Extrait du document:
Cet essai est donc particulièrement utile pour décrypter ce qui s’est joué ces dernières années et ce qui pourrait se perpétuer et se durcir.

Les deux auteurs – Sophie Landrin et Guillaume Delacroix – sont journalistes pour la presse française et vivent sur place depuis plusieurs années. C’est autour de la figure de Narendra Modi qu’ils décrivent l’évolution préoccupante de ce qu’on continue à présenter comme la plus grande démocratie du monde.

Né en 1950 dans le Gujarat, Narendra Modi se met rapidement au service du RSS (« association des volontaires de la nation »), mouvement qui veut asseoir la domination des hindous sur la nation indienne laïque, à l’origine de BJP, le parti aujourd’hui au pouvoir.

Travail à faire:
[A] Répondez à ces questions sur l'extrait consacré à Narendra Modi :
(i) Quelle est la profession des deux auteurs de l'essai ?
(ii) En quelle année et dans quelle région Narendra Modi est-il né ?
(iii) Quel parti est aujourd'hui au pouvoir ?
[B] Recopiez fidèlement le passage de l'extrait sur Narendra Modi qui commence par « Les deux auteurs » et se termine par « aujourd’hui au pouvoir. ».
Les enregistrements ne sont pas utiles ici.

Relevé des enregistrements:
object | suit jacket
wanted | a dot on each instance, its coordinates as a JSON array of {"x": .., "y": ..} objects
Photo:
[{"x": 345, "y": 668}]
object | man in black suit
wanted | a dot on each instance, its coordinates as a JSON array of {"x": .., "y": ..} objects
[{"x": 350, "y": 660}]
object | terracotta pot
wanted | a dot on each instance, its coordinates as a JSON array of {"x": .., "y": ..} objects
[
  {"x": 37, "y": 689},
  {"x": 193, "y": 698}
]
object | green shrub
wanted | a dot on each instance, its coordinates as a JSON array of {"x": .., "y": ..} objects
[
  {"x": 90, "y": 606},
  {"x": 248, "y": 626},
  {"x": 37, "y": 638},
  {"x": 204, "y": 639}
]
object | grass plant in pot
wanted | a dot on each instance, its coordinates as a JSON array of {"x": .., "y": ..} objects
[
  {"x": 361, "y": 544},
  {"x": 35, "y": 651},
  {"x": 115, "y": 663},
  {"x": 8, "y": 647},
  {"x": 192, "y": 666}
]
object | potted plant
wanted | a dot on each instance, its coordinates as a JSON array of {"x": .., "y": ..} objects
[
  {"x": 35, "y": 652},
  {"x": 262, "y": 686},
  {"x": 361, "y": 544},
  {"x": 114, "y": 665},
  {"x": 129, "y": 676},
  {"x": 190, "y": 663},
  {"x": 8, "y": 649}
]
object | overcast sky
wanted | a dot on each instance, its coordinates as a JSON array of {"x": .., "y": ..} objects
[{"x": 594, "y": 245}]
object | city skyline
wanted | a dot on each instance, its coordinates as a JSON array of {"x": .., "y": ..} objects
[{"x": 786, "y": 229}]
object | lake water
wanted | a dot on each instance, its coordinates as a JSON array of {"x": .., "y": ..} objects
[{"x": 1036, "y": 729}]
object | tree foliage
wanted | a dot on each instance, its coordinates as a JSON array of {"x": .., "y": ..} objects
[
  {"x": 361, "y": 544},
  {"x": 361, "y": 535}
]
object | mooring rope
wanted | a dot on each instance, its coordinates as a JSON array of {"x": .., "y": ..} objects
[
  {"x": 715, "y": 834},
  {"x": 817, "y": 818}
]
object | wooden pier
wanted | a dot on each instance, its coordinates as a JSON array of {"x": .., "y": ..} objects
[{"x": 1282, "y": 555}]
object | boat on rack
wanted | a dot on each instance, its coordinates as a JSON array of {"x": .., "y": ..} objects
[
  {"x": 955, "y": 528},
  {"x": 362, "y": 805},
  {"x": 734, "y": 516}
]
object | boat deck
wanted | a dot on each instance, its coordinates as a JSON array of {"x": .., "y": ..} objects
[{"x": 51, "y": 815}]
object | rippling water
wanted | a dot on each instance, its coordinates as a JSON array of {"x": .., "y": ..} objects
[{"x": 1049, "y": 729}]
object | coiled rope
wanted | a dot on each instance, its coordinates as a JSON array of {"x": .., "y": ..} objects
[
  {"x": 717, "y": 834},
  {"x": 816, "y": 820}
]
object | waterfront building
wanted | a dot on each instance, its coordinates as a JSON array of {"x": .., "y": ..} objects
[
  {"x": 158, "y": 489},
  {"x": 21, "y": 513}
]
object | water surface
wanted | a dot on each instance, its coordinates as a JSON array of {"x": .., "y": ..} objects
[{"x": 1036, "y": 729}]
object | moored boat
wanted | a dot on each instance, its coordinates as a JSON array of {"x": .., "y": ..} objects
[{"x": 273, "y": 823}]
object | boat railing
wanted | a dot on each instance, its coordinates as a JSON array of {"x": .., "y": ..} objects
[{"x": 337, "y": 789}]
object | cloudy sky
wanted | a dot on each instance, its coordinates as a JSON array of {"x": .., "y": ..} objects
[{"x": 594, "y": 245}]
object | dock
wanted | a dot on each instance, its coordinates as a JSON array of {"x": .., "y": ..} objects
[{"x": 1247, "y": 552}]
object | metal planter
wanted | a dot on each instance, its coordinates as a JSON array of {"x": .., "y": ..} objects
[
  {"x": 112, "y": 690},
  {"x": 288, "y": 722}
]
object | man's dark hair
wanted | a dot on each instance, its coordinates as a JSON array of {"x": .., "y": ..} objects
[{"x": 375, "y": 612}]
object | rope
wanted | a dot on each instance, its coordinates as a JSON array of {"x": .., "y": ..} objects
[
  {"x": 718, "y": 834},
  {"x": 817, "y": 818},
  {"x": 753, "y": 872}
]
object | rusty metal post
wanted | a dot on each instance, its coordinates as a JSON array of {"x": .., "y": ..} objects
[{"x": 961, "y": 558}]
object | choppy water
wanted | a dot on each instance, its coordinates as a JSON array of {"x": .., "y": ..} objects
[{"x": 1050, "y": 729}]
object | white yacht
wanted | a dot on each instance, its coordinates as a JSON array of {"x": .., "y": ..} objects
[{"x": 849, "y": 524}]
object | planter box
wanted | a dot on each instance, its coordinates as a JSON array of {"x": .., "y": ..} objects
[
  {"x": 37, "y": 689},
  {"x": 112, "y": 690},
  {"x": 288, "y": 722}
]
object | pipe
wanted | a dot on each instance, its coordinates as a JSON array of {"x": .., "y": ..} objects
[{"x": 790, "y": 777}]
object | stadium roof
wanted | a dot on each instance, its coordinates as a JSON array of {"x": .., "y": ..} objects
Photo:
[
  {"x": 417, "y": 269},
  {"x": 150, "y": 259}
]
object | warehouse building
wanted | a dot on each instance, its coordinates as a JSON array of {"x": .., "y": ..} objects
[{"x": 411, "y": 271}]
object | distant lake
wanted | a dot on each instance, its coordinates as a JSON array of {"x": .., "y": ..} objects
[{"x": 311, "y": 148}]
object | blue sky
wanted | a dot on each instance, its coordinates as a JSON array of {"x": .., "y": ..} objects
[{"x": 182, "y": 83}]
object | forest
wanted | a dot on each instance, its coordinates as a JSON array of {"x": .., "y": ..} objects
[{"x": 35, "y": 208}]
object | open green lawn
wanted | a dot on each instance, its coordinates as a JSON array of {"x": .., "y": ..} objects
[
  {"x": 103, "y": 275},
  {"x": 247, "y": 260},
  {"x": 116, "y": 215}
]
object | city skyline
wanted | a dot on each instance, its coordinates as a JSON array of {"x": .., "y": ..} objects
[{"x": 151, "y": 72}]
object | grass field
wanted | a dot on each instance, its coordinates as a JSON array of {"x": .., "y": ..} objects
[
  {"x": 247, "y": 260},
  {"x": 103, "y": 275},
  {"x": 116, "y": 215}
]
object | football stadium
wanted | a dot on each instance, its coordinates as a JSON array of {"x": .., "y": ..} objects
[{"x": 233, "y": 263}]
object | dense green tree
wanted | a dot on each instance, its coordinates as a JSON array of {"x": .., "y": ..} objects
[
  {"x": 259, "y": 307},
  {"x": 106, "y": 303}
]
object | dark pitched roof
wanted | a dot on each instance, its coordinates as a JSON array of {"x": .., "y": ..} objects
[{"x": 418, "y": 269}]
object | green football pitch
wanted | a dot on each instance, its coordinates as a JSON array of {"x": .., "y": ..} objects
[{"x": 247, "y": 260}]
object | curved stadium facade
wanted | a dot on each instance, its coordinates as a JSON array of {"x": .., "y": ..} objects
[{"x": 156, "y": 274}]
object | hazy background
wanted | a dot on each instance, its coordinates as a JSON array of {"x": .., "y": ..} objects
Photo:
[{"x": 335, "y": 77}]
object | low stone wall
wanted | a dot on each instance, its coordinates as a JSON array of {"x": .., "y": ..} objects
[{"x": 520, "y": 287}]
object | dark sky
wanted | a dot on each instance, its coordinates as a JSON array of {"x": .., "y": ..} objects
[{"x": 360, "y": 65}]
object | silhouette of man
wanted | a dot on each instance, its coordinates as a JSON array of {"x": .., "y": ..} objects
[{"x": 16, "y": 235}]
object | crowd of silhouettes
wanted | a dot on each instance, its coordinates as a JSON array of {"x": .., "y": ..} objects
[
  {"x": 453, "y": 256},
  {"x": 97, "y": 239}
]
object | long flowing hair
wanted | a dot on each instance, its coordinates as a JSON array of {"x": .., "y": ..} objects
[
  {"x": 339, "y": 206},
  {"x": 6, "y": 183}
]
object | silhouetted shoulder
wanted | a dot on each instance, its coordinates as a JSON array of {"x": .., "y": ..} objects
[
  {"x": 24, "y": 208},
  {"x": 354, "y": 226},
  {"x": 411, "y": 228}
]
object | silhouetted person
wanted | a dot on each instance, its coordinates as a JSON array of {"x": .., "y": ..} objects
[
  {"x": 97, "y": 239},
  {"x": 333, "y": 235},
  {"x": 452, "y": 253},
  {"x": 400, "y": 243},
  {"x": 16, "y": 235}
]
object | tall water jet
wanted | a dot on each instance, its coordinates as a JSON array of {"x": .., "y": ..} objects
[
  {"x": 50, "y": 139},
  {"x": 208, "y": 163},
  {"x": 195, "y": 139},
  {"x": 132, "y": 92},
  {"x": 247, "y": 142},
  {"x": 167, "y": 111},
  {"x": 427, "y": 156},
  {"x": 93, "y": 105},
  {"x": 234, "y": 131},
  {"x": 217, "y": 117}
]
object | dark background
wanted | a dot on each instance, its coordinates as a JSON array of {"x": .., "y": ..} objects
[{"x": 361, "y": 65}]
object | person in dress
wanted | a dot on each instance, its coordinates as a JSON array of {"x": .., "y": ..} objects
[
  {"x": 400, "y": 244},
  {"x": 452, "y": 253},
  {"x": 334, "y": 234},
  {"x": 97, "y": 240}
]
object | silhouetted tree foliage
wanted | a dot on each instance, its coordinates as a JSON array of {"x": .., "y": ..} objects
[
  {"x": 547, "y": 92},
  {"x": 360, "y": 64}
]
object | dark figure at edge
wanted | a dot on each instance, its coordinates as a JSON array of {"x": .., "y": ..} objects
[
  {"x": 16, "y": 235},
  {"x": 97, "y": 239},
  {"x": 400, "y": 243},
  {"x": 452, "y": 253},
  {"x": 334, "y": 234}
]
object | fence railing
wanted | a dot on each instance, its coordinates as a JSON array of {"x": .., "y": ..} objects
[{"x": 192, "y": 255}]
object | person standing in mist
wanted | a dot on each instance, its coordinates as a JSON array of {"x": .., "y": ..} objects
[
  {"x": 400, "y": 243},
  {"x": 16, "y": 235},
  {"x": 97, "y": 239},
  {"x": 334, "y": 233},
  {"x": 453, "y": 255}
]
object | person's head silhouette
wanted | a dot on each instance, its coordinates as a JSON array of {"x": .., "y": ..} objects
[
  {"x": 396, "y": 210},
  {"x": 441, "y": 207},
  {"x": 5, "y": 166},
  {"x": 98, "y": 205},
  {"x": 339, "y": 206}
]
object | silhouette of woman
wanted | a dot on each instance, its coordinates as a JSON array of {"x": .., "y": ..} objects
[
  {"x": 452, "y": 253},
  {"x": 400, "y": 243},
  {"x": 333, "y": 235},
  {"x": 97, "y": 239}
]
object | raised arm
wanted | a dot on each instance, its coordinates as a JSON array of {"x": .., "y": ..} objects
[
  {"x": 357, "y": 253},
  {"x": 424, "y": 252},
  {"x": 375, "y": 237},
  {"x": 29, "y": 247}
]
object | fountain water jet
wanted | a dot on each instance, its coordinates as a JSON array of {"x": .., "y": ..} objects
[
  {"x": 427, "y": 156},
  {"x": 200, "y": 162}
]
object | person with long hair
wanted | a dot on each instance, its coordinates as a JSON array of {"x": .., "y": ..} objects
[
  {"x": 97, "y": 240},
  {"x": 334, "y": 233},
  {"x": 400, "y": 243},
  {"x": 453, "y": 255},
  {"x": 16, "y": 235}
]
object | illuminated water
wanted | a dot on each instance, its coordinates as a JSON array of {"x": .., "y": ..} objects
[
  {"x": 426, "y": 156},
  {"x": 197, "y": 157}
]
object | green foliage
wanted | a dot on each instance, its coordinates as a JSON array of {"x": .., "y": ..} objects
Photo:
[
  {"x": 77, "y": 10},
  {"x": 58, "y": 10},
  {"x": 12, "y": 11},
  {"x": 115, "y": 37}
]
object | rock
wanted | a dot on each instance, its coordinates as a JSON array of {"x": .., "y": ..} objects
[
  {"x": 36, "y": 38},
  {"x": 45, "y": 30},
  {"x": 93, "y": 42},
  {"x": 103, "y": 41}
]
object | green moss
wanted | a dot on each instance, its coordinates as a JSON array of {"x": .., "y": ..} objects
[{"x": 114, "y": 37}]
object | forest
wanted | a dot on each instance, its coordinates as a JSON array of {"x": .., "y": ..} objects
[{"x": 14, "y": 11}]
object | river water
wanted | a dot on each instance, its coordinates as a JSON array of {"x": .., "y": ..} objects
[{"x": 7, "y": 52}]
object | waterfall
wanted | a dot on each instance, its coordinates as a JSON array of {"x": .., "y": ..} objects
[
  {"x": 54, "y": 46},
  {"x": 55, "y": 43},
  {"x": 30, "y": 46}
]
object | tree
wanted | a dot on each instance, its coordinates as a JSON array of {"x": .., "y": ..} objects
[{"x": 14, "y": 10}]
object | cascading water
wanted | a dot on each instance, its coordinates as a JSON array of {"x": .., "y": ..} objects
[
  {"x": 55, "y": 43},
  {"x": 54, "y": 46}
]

Corrigé détaillé:
[A]
(i) Ils sont journalistes pour la presse française.
(ii) Il est né en 1950, dans le Gujarat.
(iii) Le BJP.

[B]
Les deux auteurs – Sophie Landrin et Guillaume Delacroix – sont journalistes pour la presse française et vivent sur place depuis plusieurs années. C’est autour de la figure de Narendra Modi qu’ils décrivent l’évolution préoccupante de ce qu’on continue à présenter comme la plus grande démocratie du monde.

Né en 1950 dans le Gujarat, Narendra Modi se met rapidement au service du RSS (« association des volontaires de la nation »), mouvement qui veut asseoir la domination des hindous sur la nation indienne laïque, à l’origine de BJP, le parti aujourd’hui au pouvoir.